• **Excerpt provided**
At the beginning of the 1680s, Hungary was no longer divided into three parts but into four. The fourth part was Imre Thököly's principality. Two forces were instrumental in the establishment of the latter: one was a peculiar power constellation, the complex and manifold collision between Viennese, Turkish, and Transylvanian aims and actions in the Carpathian Basin, and the other a capable individual who was successful both as a person and a soldier, though, in the end, his fate dragged him more than once as a victim to the wrong side.

In 1683, things "worked out" exceptionally well for the Turks: they had already reached Vienna in mid-July. The two Hungarian princes, Mihály Apafi of Transylvania and Thököly of Upper Hungary (his soldiers called themselves kuruc, after Dózsa's rebels who fought under the Sign of the Cross in 1514, although the word might be of Turkish origin), were both present -they had to be- in the camp of the besiegers, the Turks. However, by this time, the situation of the Ottoman Empire was shaky. Europe joined forces, and the united Polish, Bavarian, Saxon, and Austrian armies under the leadership of John Sobieski, the Polish king, raised the siege of Vienna and crushed the sultan's army.

During succeeding years, which were filled with chaotic wars in the Carpathian Basin, the Christian coalition continually gained the upper hand. The Turks, who three years before were besieging Vienna, were in 1686 unable to hold Buda against the regular army of liberation, reinforced by volunteers. The commander of the fortress, Abdurrahman Pasha, fell in a dogged battle. Of the 65 thousand soldiers of the victorious Prince Charles of Lorraine, every fourth one was Hungarian.

When in 1986, on the three hundredth anniversary of the successful siege of Buda Castle, the participants in an international conference of historians in Budapest debated the military events of 1686 and their background, the general opinion was that though the Christian forces had waged the military operations that forced the Ottoman Empire back to the Balkans not out of devotion to the Hungarians but in the obvious interest of all Europe, the recapture of Buda during their campaign was decisive and far-reaching in its effect: after all, from this time on, the Turks were increasingly on the defensive. This military victory made it possible for Hungary to be a part of Europe again after a century and a half, and the clogged arteries of development again opened for the nation.

Yes, but how did it come about? Hungarian military forces were present in the ranks of the liberators, but another, greater share served as Turkish vassals. Their existence threatened, the two small national principalities became the anemic satellites of the Ottoman crescent. Thököly's principality quickly crumbled, and though Transylvania's independence survived formally, it did not amount to much either under the waning Turkish crescent or between the claws of the two-headed eagle, the ambitious Habsburg predatory bird.

The complete liberation of the country would still require many more years, but the fate of the Turkish occupation of Hungary was already sealed. However, a decision about Hungary was also made -in Vienna. The Hungary cleared of Turkish rear guards became part of the Austrian Empire by right of armed conquest. It was a two-faced development.... Vienna quickly prepared its plans. Within their compass, certain measures should have denoted progress: reducing the rights of the nobility, increasing those of the cities, and modernizing the executive administration and the control of trade. But they all bore the marks of royal absolutism.

• **Problem set**
(a) Rewrite more briefly the paragraph of the Hungarian history excerpt that begins "During succeeding years," keeping its main facts.
(b) Transcribe the passage of the Hungarian history excerpt starting with "In 1683, things" and going on through "the sultan's army.".
The data that follows comes from a separate source.

• **Data segment**

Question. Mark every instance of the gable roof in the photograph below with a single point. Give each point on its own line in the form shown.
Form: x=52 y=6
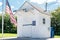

• **Responses in order**
(a) In the chaotic wars that followed in the Carpathian Basin, the Christian coalition steadily gained ground. In 1686 the Turks, who had besieged Vienna three years earlier, lost Buda to the regular army of liberation and its volunteers, and the fortress commander, Abdurrahman Pasha, was killed. One in four of Prince Charles of Lorraine's 65 thousand soldiers was Hungarian.

(b)
In 1683, things "worked out" exceptionally well for the Turks: they had already reached Vienna in mid-July. The two Hungarian princes, Mihály Apafi of Transylvania and Thököly of Upper Hungary (his soldiers called themselves kuruc, after Dózsa's rebels who fought under the Sign of the Cross in 1514, although the word might be of Turkish origin), were both present -they had to be- in the camp of the besiegers, the Turks. However, by this time, the situation of the Ottoman Empire was shaky. Europe joined forces, and the united Polish, Bavarian, Saxon, and Austrian armies under the leadership of John Sobieski, the Polish king, raised the siege of Vienna and crushed the sultan's army.